Records from a point labeling set:

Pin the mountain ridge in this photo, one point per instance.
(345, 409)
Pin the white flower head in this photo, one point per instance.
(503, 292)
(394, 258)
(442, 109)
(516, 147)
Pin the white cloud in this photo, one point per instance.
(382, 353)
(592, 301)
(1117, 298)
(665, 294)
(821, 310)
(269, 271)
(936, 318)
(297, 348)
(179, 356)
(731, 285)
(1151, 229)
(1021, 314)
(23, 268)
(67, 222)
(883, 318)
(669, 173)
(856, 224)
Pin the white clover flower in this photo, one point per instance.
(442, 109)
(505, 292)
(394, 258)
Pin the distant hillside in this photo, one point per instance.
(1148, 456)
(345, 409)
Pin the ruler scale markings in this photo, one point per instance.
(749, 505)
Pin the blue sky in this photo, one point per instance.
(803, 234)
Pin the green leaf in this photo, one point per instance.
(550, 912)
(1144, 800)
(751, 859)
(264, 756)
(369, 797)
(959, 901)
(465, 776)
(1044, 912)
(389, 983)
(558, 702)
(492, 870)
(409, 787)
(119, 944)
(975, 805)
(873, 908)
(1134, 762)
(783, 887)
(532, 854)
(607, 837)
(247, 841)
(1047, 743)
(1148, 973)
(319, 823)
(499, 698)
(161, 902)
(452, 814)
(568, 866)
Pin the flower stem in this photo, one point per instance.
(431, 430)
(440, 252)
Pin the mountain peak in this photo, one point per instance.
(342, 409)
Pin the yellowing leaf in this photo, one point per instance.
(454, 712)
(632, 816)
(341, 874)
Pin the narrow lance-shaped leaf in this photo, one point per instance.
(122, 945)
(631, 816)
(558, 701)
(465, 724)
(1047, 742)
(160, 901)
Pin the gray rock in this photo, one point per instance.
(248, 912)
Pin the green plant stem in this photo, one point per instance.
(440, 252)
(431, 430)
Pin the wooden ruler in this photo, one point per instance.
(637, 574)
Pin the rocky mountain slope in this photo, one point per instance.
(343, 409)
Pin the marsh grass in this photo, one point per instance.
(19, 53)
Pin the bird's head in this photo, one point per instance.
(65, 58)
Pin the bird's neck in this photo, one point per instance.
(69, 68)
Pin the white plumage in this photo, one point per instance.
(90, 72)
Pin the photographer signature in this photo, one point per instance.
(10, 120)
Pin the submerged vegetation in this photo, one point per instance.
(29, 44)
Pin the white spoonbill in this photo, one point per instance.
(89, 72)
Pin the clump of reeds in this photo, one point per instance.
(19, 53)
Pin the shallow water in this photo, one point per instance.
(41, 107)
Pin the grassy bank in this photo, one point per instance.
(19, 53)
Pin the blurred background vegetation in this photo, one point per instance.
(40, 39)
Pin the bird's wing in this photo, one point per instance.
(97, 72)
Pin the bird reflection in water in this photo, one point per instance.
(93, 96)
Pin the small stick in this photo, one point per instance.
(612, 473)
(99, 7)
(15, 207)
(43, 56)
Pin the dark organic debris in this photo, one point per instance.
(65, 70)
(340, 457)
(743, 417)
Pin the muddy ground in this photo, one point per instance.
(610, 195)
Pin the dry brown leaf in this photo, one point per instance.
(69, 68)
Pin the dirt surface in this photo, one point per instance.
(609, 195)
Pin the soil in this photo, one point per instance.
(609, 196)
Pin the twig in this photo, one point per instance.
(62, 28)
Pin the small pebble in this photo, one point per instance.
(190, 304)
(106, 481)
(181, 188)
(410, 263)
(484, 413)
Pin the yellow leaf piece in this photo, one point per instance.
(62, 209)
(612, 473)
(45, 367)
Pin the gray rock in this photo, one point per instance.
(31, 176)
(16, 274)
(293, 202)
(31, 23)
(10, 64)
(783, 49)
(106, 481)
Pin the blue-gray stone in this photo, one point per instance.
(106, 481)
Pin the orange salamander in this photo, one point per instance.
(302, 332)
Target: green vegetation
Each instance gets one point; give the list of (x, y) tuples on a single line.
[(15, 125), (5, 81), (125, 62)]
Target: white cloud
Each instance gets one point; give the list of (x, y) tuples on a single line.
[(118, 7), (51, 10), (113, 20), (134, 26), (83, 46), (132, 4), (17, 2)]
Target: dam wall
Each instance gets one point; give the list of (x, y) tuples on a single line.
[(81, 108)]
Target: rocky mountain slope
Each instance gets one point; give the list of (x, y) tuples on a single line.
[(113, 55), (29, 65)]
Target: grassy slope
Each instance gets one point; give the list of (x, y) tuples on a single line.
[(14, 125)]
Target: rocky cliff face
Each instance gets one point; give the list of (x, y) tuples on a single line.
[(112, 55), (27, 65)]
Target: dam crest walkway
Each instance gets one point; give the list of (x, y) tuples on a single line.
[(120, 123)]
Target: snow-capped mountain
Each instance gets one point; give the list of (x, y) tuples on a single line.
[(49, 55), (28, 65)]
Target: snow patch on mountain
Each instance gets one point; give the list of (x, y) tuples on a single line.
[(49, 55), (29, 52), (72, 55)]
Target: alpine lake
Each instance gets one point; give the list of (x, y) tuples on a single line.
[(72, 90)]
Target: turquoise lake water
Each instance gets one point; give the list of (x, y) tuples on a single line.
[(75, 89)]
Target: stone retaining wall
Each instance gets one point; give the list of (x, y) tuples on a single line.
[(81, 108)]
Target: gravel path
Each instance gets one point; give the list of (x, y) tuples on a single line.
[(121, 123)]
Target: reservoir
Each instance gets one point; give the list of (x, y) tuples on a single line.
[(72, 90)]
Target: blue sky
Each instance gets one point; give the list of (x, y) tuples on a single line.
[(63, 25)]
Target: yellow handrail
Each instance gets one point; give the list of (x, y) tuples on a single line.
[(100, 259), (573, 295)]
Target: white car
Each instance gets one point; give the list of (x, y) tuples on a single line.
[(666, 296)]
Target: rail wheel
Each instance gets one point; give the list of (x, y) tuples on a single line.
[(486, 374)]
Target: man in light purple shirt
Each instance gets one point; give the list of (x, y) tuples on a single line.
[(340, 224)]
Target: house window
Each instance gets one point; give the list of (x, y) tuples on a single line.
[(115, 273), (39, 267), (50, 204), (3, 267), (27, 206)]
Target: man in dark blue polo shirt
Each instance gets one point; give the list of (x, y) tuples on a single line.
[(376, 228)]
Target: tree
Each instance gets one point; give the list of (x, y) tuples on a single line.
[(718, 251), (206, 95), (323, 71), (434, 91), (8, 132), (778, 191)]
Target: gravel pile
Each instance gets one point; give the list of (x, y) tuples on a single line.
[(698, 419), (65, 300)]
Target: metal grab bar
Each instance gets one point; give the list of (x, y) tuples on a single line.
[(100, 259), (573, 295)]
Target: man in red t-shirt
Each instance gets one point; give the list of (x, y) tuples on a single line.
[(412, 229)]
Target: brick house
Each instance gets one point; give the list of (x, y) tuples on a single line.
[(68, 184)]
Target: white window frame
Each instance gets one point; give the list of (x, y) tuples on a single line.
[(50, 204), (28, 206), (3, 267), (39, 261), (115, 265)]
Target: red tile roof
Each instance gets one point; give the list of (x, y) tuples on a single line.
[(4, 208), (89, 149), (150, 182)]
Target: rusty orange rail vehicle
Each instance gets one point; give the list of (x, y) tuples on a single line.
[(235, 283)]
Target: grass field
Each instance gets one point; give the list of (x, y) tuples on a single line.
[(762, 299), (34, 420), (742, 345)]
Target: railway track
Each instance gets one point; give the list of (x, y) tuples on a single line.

YOUR INSTRUCTIONS: Extract the complete listing verbatim.

EXERCISE ANSWER:
Pin the mountain ridge in this photo, one point per instance.
(345, 409)
Pin the white flower head in this photo, one point per instance.
(503, 292)
(394, 258)
(442, 109)
(516, 147)
Pin the white cloud in this photo, one point per instance.
(382, 353)
(592, 301)
(1117, 298)
(665, 294)
(821, 310)
(269, 271)
(936, 318)
(297, 348)
(179, 356)
(731, 285)
(1151, 229)
(1021, 314)
(23, 268)
(67, 222)
(883, 318)
(669, 173)
(856, 224)
Pin the white clover flower in this photo, one point per instance.
(442, 109)
(505, 292)
(394, 258)
Pin the distant hillside in this photo, one point per instance.
(1148, 456)
(345, 409)
Pin the ruler scale markings in this photo, one point per instance.
(749, 505)
Pin the blue sky in this photo, one point per instance.
(803, 234)
Pin the green leaf in this photo, one point per instance.
(550, 912)
(1144, 800)
(751, 859)
(264, 756)
(369, 797)
(959, 901)
(465, 776)
(1044, 912)
(389, 983)
(558, 702)
(492, 870)
(409, 787)
(119, 944)
(975, 805)
(873, 908)
(1134, 762)
(783, 887)
(532, 854)
(607, 837)
(247, 841)
(1047, 743)
(1148, 973)
(319, 823)
(499, 698)
(161, 902)
(452, 814)
(568, 866)
Pin the flower stem in this photo, one point per instance.
(431, 430)
(440, 252)
Pin the mountain peak in this photo, one point per instance.
(342, 409)
Pin the yellowing leaf in this photo, one point per instance.
(454, 712)
(632, 816)
(341, 874)
Pin the narrow lance-shaped leaf in this photo, one point per instance.
(122, 945)
(631, 816)
(558, 701)
(465, 724)
(1047, 742)
(160, 901)
Pin the gray rock in this photo, one point per instance.
(248, 912)
Pin the green plant stem in this photo, one point per instance.
(440, 252)
(431, 430)
Pin the wooden ruler in this photo, one point per instance.
(637, 574)
Pin the rocky mountain slope in this photo, one point per instance.
(343, 409)
Pin the marsh grass in this photo, one point per instance.
(19, 53)
Pin the bird's head in this photo, one point per instance.
(65, 58)
Pin the bird's neck in this photo, one point per instance.
(69, 68)
Pin the white plumage in this photo, one point per instance.
(90, 72)
Pin the photographer signature in this photo, one point per instance.
(10, 120)
Pin the submerged vegetation in this photo, one point per instance.
(29, 44)
Pin the white spoonbill in this photo, one point per instance.
(89, 72)
Pin the clump of reeds in this photo, one point per instance.
(19, 53)
Pin the shallow water in this photo, one point per instance.
(41, 107)
Pin the grassy bank in this photo, one point per instance.
(19, 53)
Pin the blurred background vegetation in this photo, one point per instance.
(40, 39)
Pin the bird's wing in this photo, one point per instance.
(97, 72)
Pin the bird reflection in water in this photo, one point per instance.
(93, 96)
Pin the small stick in this photo, one point per instance.
(612, 473)
(99, 7)
(15, 207)
(43, 56)
Pin the dark organic debris in this photo, one point per instance.
(65, 70)
(340, 457)
(743, 417)
Pin the muddy ground in this photo, one point per instance.
(610, 195)
Pin the dry brown leaf in this photo, one point per instance.
(69, 68)
Pin the dirt surface in this photo, one point per instance.
(609, 195)
Pin the soil in this photo, one point per instance.
(609, 196)
Pin the twig in this photo, one point per instance.
(62, 28)
Pin the small pebble in this photo, one point per instance.
(190, 304)
(106, 481)
(181, 188)
(410, 263)
(484, 413)
Pin the yellow leaf piece in this photo, one point per instance.
(62, 209)
(612, 473)
(45, 367)
Pin the gray rock in this photo, one point per instance.
(31, 176)
(16, 274)
(293, 202)
(31, 23)
(10, 64)
(783, 49)
(106, 481)
Pin the blue-gray stone in this photo, one point per instance.
(106, 481)
Pin the orange salamander in this photo, one point per instance.
(302, 332)
Target: green vegetation
Each instance gets one point; give the list of (x, y) tuples on a single line.
[(15, 125), (5, 81), (125, 62)]
Target: white cloud
Each instance gets one point; give the list of (x, y) tuples on a single line.
[(118, 7), (51, 10), (113, 20), (134, 26), (83, 46), (132, 4), (17, 2)]
Target: dam wall
Each instance gets one point; give the list of (x, y) tuples on a single line.
[(81, 108)]
Target: rocky mountain slope
Each instance gets one point; give the list of (x, y) tuples on a single line.
[(113, 55), (29, 65)]
Target: grassy slope
Each instance gets one point; give the list of (x, y) tuples on a single line.
[(14, 125)]
Target: rocky cliff face
Each instance gets one point; give the list of (x, y) tuples on a single line.
[(112, 55), (27, 65)]
Target: dam crest walkway
Each instance gets one point; give the list of (x, y) tuples on a single line.
[(120, 123)]
Target: snow-capped mountain
Each instance gets one point; give the list of (x, y) tuples on a single line.
[(49, 55), (28, 65)]
Target: snow patch on mountain
Each instance gets one point; give the list of (x, y) tuples on a single line.
[(49, 55), (29, 52), (72, 55)]
Target: alpine lake
Each instance gets one point; give the list of (x, y) tuples on a single line.
[(72, 90)]
Target: turquoise lake water
Each instance gets one point; give the list of (x, y) tuples on a single line.
[(75, 89)]
Target: stone retaining wall
Each instance gets one point; give the list of (x, y) tuples on a single line.
[(81, 108)]
Target: gravel path
Each instance gets one point; give the list of (x, y) tuples on a single line.
[(121, 123)]
Target: reservoir
Each instance gets one point; give the list of (x, y) tuples on a single line.
[(72, 90)]
Target: blue sky
Each instance gets one point; give the list of (x, y) tuples on a single line.
[(63, 25)]
Target: yellow handrail
Each instance gets one point; give the list of (x, y) tuples on a single line.
[(100, 259), (573, 295)]
Target: white car
Each instance gets one point; give the list of (x, y) tuples on a single line.
[(666, 296)]
Target: rail wheel
Each instance gets one point; give the list of (x, y) tuples on a single line.
[(486, 374)]
Target: man in light purple shirt
Each instance gets one point; give the list of (x, y) tuples on a single line.
[(340, 224)]
Target: house window
Each instance gets one point; give the list of (x, y) tuples on a single line.
[(115, 273), (39, 267), (50, 204), (3, 267), (27, 206)]
Target: man in dark blue polo shirt
Each instance gets one point; give the list of (x, y) tuples on a single line.
[(376, 228)]
Target: tree
Each instance gets one point; give the list of (x, y) tuples on a single line.
[(718, 251), (206, 95), (323, 71), (434, 91), (8, 132), (778, 191)]
Target: gravel pile
Each instance gets one point; give the list of (x, y) tuples on a single line.
[(698, 419), (65, 300)]
Target: metal grab bar
Each instance gets one point; give the list of (x, y) tuples on a single line.
[(100, 259), (573, 295)]
Target: man in red t-shirt
Each instance gets one point; give the list of (x, y) tuples on a single line.
[(412, 229)]
Target: brick house
Each instance gets one point; give the list of (x, y) tuples on a single line.
[(68, 184)]
Target: white window frame
Each instance gets one point; give the list of (x, y) tuples on a single line.
[(50, 204), (28, 206), (3, 267), (39, 261), (115, 265)]
Target: red tile roof
Each instance gets one point; give the list of (x, y) tuples on a single line.
[(4, 208), (89, 149), (150, 182)]
Target: rusty orange rail vehicle
Each instance gets one point; give the list of (x, y) tuples on a single line.
[(235, 283)]
Target: grass field
Each instance gets one point; give the list of (x, y) tuples on a single line.
[(762, 299), (34, 420), (742, 345)]
Target: railway track
Each instance gets one point; give the list of (x, y) tuples on a single line.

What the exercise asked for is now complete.